-------- Data lines --------

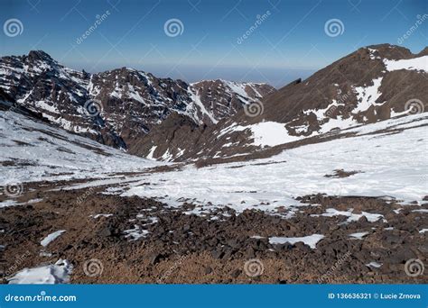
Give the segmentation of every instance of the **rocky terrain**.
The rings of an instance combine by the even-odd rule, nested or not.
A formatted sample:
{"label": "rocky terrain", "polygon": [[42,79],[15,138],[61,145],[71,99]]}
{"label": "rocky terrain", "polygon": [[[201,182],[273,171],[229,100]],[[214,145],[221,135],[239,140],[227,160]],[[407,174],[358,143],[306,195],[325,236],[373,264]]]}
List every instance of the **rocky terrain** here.
{"label": "rocky terrain", "polygon": [[[265,84],[187,84],[128,68],[88,74],[68,68],[42,50],[0,58],[0,88],[15,105],[59,127],[144,157],[154,145],[164,143],[150,131],[170,116],[197,129],[274,92]],[[171,148],[165,158],[180,153]]]}
{"label": "rocky terrain", "polygon": [[2,283],[426,284],[427,57],[277,91],[0,59]]}

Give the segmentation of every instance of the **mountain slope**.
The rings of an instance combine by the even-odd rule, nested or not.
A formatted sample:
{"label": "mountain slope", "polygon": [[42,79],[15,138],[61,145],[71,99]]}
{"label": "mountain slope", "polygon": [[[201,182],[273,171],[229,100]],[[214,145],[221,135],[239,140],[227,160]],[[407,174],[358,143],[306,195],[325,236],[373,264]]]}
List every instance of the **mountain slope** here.
{"label": "mountain slope", "polygon": [[[369,46],[297,80],[206,130],[182,159],[244,159],[286,143],[428,111],[428,49]],[[214,160],[213,160],[214,159]]]}
{"label": "mountain slope", "polygon": [[274,91],[265,84],[223,80],[190,85],[126,68],[91,75],[41,50],[0,58],[0,88],[51,123],[141,156],[147,152],[133,143],[150,141],[150,131],[170,114],[212,125]]}

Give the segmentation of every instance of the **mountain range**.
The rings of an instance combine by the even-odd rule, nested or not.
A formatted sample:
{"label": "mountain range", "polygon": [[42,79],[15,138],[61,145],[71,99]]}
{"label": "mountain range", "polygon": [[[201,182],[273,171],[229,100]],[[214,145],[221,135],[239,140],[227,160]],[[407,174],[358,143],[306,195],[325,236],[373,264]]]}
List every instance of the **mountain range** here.
{"label": "mountain range", "polygon": [[278,90],[192,84],[122,68],[89,74],[47,53],[0,58],[0,96],[62,129],[163,161],[268,157],[350,127],[424,111],[428,48],[361,48]]}

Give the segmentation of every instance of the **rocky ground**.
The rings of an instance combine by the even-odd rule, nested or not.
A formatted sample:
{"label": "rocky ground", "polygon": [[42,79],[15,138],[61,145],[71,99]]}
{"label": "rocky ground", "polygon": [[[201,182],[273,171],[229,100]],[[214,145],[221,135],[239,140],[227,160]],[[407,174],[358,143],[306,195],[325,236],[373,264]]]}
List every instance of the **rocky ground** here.
{"label": "rocky ground", "polygon": [[[228,207],[202,217],[191,214],[191,204],[173,208],[103,194],[107,186],[54,190],[65,184],[70,185],[26,184],[15,199],[23,204],[0,208],[3,283],[24,267],[59,258],[73,264],[70,282],[79,284],[428,283],[426,270],[415,276],[405,270],[412,258],[427,264],[427,233],[421,231],[428,203],[317,195],[300,197],[308,205],[289,219],[256,210],[237,214]],[[346,215],[321,215],[331,208],[383,216],[347,222]],[[59,230],[65,232],[41,245]],[[367,234],[349,236],[360,232]],[[314,249],[269,240],[312,234],[325,236]]]}

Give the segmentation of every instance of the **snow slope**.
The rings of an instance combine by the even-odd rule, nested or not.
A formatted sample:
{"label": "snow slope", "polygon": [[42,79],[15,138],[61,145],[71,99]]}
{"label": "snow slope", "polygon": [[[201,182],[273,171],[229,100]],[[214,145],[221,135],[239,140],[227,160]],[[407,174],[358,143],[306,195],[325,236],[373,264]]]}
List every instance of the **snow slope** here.
{"label": "snow slope", "polygon": [[2,186],[11,180],[102,177],[159,165],[12,112],[0,112],[0,135]]}
{"label": "snow slope", "polygon": [[[195,213],[224,204],[237,212],[253,207],[275,212],[280,205],[301,205],[293,198],[316,193],[388,195],[421,204],[428,193],[427,125],[426,114],[362,125],[349,130],[357,132],[355,137],[302,146],[269,159],[153,174],[131,184],[123,195],[167,195],[163,200],[175,205],[188,199],[199,204]],[[400,128],[406,129],[385,131]],[[336,169],[358,173],[325,177]],[[142,185],[147,181],[150,186]]]}

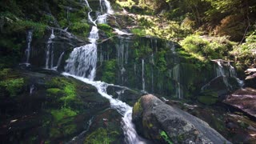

--------

Problem
Count the lines of the rows above that contain the string "every", treating uppercase and lowercase as different, and reply with only the number.

Output of the task
10